> **EXCERPT**:
★ ★ ★ ★ ★
Archaeology of the Americas

Study of the archaeology of North, Central and South America and the Caribbean

The archaeology of the Americas is the study of the archaeology of North America (Mesoamerica included), Central America, South America and the Caribbean. This includes the study of pre-historic/Pre-Columbian and historic indigenous American peoples, as well as historical archaeology of more recent eras.

The Pre-Columbian era is the term generally used to encompass all period subdivisions in the history of the Americas spanning the time from the original settlement of the Americas in the Upper Paleolithic up until the European colonization of the Americas during the early modern period. While technically referring to the era before the voyages of Christopher Columbus from 1492 to 1504, in practice the term usually includes the history of American indigenous cultures until they were conquered or significantly influenced by Europeans, even if this happened decades or even centuries after Columbus' initial landing.

The pre-Columbian archaeological record in the Americas is conventionally divided into five large phases according to an enduring system established in Gordon Willey and Philip Phillips's 1958 book Method and Theory in American Archaeology.[1] This differs from old world prehistory where the three-age system, with the Stone Age divided into Paleolithic, Mesolithic, Neolithic, and, Chalcolithic, followed by the Bronze Age and Iron Age, remain in general use.
★ ★ ★ ★ ★
> **ABOUT THIS TASK**:
Reproduce the entire text above on the archaeology of the Americas word for word, without changing anything.
★ ★ ★ ★ ★
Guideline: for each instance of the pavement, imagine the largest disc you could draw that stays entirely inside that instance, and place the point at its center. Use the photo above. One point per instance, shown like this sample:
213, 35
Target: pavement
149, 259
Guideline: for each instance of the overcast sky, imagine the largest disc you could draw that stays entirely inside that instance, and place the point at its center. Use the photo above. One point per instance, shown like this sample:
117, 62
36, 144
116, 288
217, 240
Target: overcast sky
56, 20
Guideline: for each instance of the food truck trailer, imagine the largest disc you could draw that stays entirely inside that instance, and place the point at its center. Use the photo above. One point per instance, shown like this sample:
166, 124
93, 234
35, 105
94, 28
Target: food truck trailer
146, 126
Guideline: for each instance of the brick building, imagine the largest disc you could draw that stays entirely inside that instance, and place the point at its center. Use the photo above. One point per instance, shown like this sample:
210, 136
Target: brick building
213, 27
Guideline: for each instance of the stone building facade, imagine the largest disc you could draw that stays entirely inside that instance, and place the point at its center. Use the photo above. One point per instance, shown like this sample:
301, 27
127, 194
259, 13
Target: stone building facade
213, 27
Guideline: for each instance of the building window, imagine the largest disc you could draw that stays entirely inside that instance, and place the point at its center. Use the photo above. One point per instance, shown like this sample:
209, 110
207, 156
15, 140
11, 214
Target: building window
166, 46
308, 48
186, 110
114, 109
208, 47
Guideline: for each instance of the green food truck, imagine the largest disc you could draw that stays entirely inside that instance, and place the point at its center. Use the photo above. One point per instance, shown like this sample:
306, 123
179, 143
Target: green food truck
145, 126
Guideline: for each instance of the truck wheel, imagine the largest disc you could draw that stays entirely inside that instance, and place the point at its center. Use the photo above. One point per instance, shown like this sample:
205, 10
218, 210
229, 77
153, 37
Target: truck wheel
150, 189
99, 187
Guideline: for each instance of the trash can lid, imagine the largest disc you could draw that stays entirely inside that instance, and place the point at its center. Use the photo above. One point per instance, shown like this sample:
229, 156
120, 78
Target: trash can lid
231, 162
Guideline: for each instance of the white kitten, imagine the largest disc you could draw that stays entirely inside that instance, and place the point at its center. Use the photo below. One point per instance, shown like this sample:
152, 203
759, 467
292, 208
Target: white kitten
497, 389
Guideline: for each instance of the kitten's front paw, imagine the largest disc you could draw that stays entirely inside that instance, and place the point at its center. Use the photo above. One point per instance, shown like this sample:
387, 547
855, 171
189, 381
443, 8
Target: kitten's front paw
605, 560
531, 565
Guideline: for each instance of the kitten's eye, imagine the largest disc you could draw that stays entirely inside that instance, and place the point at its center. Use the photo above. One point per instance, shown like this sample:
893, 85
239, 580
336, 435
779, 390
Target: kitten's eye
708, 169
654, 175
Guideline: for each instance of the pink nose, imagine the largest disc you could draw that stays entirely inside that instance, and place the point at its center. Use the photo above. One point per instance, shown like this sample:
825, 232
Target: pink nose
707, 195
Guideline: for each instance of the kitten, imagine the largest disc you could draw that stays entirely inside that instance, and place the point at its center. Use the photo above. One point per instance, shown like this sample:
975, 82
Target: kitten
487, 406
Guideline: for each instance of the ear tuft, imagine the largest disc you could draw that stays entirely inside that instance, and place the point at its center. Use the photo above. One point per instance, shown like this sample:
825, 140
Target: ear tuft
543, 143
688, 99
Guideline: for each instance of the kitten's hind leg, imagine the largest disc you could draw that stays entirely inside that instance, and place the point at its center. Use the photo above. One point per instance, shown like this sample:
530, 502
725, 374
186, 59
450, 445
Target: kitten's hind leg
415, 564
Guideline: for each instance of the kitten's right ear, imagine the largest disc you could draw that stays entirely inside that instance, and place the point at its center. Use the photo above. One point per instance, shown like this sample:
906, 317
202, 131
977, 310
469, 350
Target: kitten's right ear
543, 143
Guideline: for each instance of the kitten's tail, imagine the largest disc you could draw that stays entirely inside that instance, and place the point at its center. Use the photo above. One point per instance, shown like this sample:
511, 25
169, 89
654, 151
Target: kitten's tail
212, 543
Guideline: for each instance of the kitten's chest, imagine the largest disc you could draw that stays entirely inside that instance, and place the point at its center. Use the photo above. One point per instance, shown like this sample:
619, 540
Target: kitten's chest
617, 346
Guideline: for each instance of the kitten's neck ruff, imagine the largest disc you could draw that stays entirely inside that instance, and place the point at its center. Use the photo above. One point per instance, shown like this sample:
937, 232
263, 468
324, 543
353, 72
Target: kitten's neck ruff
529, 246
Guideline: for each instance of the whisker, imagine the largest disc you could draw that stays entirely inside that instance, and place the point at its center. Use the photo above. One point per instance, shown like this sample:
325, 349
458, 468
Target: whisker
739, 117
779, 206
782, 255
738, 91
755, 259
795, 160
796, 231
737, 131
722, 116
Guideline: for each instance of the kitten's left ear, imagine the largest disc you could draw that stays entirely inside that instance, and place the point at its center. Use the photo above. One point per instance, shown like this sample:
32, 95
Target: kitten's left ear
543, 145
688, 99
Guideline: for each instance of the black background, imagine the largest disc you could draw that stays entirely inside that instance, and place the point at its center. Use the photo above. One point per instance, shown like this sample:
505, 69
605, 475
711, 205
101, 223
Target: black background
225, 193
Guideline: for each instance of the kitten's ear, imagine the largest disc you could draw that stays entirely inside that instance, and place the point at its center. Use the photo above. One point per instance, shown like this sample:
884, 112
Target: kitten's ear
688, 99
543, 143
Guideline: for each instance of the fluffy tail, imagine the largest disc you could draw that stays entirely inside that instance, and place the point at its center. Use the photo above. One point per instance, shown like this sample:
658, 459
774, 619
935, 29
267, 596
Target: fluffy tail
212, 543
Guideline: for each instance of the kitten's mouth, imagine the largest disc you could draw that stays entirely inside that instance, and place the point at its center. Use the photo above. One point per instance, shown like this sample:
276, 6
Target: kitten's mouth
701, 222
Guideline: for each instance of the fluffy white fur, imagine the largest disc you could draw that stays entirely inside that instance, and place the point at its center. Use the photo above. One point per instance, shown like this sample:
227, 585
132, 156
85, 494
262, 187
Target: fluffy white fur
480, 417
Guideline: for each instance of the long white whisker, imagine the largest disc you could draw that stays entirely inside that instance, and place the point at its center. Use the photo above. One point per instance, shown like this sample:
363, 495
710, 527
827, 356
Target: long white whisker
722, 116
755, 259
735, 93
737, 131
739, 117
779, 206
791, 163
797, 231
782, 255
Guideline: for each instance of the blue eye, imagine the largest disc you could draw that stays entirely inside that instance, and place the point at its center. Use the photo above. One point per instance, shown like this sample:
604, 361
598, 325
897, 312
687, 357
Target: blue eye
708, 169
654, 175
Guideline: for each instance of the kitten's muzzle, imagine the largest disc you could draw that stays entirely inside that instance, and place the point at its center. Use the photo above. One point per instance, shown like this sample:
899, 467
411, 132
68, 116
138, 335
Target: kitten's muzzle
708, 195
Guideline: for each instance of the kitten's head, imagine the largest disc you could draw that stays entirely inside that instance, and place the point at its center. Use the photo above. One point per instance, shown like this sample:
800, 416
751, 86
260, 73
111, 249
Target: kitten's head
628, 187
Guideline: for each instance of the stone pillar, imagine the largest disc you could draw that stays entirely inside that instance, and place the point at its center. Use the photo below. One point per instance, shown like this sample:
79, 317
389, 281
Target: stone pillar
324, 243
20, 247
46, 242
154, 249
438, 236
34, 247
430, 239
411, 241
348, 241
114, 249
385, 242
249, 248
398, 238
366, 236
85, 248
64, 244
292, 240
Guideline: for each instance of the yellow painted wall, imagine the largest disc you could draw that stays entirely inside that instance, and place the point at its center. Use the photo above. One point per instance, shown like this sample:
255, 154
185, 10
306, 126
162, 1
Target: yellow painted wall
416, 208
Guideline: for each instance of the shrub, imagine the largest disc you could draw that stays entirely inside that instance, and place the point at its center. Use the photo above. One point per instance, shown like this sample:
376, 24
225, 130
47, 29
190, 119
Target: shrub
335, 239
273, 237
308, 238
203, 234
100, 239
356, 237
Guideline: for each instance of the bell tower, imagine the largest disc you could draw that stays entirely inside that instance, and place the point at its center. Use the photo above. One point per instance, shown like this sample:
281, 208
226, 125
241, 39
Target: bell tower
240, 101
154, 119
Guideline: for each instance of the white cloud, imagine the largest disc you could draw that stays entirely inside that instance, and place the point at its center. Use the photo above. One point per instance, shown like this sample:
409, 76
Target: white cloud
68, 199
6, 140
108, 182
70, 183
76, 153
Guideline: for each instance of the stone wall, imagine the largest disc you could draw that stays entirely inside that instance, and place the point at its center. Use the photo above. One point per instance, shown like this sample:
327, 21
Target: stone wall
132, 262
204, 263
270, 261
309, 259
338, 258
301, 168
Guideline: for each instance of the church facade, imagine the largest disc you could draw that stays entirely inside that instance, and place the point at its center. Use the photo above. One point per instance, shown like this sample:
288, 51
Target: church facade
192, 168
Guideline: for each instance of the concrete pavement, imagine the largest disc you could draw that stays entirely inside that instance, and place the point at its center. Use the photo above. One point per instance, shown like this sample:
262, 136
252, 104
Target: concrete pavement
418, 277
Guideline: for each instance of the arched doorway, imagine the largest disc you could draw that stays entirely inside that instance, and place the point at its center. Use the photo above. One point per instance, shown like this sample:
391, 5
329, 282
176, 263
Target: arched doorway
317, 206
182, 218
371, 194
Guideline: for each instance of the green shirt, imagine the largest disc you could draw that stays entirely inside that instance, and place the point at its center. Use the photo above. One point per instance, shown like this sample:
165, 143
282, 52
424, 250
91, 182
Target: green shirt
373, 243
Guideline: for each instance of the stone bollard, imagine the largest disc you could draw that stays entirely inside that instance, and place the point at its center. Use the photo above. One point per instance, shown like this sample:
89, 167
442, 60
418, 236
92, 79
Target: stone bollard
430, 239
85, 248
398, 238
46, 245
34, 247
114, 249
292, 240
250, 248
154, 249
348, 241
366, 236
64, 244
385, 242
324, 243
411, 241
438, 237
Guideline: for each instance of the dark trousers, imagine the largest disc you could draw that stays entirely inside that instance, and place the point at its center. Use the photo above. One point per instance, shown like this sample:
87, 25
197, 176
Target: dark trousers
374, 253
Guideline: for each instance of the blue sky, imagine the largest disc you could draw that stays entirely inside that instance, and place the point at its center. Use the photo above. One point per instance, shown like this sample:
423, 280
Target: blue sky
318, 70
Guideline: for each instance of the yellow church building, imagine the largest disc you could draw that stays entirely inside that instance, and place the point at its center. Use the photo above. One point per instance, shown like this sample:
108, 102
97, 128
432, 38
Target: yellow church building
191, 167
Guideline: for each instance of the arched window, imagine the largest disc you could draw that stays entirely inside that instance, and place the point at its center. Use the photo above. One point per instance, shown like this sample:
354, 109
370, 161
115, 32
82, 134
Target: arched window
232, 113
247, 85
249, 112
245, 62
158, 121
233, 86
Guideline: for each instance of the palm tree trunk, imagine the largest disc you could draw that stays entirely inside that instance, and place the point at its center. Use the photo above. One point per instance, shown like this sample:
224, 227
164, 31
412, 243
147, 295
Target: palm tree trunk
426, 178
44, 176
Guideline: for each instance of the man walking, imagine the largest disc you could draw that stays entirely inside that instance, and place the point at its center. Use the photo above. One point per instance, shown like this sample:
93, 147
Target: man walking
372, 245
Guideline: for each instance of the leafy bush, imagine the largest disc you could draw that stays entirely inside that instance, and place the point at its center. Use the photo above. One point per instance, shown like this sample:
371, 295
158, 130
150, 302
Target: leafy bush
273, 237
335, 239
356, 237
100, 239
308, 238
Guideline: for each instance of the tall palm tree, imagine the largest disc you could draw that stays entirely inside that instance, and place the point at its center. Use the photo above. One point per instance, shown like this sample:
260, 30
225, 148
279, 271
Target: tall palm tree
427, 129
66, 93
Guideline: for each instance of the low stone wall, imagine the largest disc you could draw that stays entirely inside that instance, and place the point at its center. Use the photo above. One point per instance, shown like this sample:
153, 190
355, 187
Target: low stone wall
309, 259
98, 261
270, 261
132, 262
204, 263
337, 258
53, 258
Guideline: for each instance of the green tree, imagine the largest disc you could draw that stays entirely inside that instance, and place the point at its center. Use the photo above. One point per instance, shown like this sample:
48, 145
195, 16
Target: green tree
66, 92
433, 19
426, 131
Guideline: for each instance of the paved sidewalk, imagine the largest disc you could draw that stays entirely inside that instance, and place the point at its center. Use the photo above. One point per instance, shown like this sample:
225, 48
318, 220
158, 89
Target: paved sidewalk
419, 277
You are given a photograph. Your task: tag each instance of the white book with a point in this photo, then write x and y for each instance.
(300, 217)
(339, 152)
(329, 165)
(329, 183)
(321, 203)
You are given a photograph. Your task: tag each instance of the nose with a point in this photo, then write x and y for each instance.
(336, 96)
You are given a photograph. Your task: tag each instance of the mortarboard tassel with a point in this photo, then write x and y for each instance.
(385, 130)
★ ★ ★ ★ ★
> **SOLUTION FOR THIS PROBLEM**:
Archaeology of the Americas

Study of the archaeology of North, Central and South America and the Caribbean

The archaeology of the Americas is the study of the archaeology of North America (Mesoamerica included), Central America, South America and the Caribbean. This includes the study of pre-historic/Pre-Columbian and historic indigenous American peoples, as well as historical archaeology of more recent eras.

The Pre-Columbian era is the term generally used to encompass all period subdivisions in the history of the Americas spanning the time from the original settlement of the Americas in the Upper Paleolithic up until the European colonization of the Americas during the early modern period. While technically referring to the era before the voyages of Christopher Columbus from 1492 to 1504, in practice the term usually includes the history of American indigenous cultures until they were conquered or significantly influenced by Europeans, even if this happened decades or even centuries after Columbus' initial landing.

The pre-Columbian archaeological record in the Americas is conventionally divided into five large phases according to an enduring system established in Gordon Willey and Philip Phillips's 1958 book Method and Theory in American Archaeology.[1] This differs from old world prehistory where the three-age system, with the Stone Age divided into Paleolithic, Mesolithic, Neolithic, and, Chalcolithic, followed by the Bronze Age and Iron Age, remain in general use.